**Instruction:**
From the news transcript, reproduce the passage starting at "HERRIDGE: In 2003, a" and ending at "(END VIDEOTAPE)", substituting "analysts" for "observers".

**Page text:**
----

SHARON BROWNE, PACIFIC LEGAL FOUNDATION: Hundreds of school districts across the nation are going to have to eliminate any race-based assignment program. The court recognizes that using race is wrong and that all students deserve equal education opportunities.

THEODORE SHAW, NAACP LEGAL DEFENSE FUND: This is not a good day for our country. It is not a good day because the court, as Justice Breyer pointed out, in as impassioned and powerful dissent as I have heard read from the bench in the Supreme Court, walks away from both the spirit and the substance of Brown.

HERRIDGE: In 2003, a divided court said considering race was acceptable in an effort to attain racial diversity at the Universities of Michigan Law School. Since that ruling, a key swing vote, Sandra Day O'Connor, has retired.

JONATHAN TURLEY, CONSTITUTIONAL LAW PROFESSOR: With O'Connor gone, and Sam Alito in her chair, I think that we very well could see a roll back on the law school and the university levels.

HERRIDGE (on camera): With this decision, court observers say the true Bush legacy is emerging. It may not be Iraq. It may not be immigration. But a court the president fundamentally changed with the appointments of Justices Alito and Roberts. At the Supreme Court, Catherine Herridge, Fox News.

(END VIDEOTAPE)

HUME: A familiar phrase was used by the White House today in its refusal to comply with subpoenas issued by Congress as it investigates that decision to fire eight U.S. attorneys last year. Correspondent James Rosen looks at today's developments and the use of executive privilege.

(BEGIN VIDEOTAPE)

----

**Given entries:**

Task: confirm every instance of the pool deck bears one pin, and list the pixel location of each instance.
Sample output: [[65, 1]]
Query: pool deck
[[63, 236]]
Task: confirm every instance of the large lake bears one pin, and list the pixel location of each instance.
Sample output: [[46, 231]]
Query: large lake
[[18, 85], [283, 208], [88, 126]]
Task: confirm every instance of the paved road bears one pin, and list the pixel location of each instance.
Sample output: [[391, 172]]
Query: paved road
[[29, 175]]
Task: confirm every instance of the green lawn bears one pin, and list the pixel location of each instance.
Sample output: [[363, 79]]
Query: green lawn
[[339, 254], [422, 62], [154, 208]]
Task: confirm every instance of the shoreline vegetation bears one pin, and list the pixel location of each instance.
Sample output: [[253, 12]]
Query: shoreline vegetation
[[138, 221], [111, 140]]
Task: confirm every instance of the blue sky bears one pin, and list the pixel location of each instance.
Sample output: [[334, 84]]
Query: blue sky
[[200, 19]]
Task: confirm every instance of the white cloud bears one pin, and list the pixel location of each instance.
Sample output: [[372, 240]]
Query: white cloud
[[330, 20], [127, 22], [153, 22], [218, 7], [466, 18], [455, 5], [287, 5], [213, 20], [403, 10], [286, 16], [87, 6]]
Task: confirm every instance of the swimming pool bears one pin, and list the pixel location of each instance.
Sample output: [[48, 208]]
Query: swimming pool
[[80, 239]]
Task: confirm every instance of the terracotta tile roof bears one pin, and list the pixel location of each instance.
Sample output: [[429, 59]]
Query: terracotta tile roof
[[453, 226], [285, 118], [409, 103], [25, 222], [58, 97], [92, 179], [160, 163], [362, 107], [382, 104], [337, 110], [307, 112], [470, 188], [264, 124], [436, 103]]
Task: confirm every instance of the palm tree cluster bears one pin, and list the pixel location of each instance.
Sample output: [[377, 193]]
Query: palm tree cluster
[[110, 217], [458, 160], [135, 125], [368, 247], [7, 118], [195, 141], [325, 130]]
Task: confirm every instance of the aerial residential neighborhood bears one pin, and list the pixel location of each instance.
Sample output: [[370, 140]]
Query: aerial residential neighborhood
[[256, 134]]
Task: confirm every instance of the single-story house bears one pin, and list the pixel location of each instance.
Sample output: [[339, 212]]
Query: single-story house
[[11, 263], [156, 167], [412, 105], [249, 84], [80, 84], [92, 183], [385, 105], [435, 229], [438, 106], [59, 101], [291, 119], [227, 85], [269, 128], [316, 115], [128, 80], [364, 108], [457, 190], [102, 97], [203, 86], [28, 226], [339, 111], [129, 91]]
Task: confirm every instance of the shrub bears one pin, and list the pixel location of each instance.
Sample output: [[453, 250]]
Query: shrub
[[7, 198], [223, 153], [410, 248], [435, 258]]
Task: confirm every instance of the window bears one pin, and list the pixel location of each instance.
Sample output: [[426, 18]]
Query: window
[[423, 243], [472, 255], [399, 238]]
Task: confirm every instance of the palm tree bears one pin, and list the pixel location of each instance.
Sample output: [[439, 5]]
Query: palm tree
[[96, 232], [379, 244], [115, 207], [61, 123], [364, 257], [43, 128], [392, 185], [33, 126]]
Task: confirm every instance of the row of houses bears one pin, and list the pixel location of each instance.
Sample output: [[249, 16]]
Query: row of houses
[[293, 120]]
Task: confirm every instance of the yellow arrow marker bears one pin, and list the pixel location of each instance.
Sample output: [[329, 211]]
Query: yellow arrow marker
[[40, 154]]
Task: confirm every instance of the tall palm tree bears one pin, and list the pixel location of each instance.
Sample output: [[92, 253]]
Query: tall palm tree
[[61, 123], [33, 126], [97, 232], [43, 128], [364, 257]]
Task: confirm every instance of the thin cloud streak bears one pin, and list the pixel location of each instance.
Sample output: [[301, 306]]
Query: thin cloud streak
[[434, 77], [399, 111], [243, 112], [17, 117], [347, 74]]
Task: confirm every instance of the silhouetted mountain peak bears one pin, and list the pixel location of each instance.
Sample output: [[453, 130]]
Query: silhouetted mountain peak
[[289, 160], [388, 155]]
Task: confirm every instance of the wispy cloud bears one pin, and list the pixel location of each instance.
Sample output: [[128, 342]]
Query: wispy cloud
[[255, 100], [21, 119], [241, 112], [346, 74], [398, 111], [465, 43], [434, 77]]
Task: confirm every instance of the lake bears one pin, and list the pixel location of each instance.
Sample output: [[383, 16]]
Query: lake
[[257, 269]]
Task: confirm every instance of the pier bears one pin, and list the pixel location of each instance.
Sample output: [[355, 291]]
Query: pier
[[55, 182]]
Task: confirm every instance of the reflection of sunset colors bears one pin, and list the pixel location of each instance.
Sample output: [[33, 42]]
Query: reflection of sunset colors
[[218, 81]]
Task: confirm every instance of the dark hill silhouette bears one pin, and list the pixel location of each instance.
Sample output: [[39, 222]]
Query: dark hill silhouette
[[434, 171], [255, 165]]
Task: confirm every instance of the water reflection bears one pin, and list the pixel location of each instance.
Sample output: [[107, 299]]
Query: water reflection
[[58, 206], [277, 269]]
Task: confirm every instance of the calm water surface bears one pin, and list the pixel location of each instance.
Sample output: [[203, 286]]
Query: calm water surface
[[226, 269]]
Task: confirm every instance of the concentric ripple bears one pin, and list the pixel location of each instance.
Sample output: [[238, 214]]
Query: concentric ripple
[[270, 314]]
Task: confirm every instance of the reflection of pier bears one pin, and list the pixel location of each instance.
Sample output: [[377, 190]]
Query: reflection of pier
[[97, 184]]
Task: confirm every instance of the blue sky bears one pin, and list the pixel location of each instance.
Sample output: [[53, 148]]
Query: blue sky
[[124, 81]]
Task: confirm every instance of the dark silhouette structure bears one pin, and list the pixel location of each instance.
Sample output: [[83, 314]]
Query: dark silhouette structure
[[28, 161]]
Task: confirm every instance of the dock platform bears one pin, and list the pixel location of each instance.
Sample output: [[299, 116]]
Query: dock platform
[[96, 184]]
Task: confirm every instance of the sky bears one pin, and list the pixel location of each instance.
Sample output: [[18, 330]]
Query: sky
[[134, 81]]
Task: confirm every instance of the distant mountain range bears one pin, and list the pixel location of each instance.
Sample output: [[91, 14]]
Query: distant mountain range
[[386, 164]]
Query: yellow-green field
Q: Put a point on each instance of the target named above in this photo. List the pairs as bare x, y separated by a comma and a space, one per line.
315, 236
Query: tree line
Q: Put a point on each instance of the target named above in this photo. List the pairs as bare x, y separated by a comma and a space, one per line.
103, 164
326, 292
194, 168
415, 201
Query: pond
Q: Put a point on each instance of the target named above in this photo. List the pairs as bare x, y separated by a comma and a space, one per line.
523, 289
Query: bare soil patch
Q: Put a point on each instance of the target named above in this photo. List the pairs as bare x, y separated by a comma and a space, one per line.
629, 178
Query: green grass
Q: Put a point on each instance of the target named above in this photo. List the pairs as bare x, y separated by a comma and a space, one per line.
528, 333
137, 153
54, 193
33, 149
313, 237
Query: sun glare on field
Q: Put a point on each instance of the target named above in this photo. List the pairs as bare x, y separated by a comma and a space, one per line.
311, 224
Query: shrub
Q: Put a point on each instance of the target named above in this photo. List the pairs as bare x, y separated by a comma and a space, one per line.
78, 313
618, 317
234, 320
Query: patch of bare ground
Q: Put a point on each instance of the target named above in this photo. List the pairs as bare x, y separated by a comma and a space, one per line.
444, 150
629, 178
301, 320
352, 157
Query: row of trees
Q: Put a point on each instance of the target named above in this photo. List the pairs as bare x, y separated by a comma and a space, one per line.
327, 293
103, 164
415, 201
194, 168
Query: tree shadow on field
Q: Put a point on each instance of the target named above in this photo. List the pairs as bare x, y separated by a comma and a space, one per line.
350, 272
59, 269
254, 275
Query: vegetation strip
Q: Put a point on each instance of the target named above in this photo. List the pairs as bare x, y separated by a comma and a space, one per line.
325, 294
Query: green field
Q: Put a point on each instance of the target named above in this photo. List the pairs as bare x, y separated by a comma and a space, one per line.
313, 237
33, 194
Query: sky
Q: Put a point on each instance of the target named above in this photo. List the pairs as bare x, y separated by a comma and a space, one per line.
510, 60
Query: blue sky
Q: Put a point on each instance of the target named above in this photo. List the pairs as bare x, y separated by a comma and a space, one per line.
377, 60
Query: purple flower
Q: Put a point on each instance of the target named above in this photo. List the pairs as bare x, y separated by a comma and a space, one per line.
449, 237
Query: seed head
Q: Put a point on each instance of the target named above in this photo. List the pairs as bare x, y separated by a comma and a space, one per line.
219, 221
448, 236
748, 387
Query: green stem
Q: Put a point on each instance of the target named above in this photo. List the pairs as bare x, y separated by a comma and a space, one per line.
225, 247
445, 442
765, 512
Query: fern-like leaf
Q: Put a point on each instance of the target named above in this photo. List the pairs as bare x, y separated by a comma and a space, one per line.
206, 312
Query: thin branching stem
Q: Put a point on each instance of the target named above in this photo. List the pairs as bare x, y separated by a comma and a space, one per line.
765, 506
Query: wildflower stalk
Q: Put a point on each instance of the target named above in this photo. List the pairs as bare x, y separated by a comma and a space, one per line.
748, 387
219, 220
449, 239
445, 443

----

**Completed task:**
HERRIDGE: In 2003, a divided court said considering race was acceptable in an effort to attain racial diversity at the Universities of Michigan Law School. Since that ruling, a key swing vote, Sandra Day O'Connor, has retired.

JONATHAN TURLEY, CONSTITUTIONAL LAW PROFESSOR: With O'Connor gone, and Sam Alito in her chair, I think that we very well could see a roll back on the law school and the university levels.

HERRIDGE (on camera): With this decision, court analysts say the true Bush legacy is emerging. It may not be Iraq. It may not be immigration. But a court the president fundamentally changed with the appointments of Justices Alito and Roberts. At the Supreme Court, Catherine Herridge, Fox News.

(END VIDEOTAPE)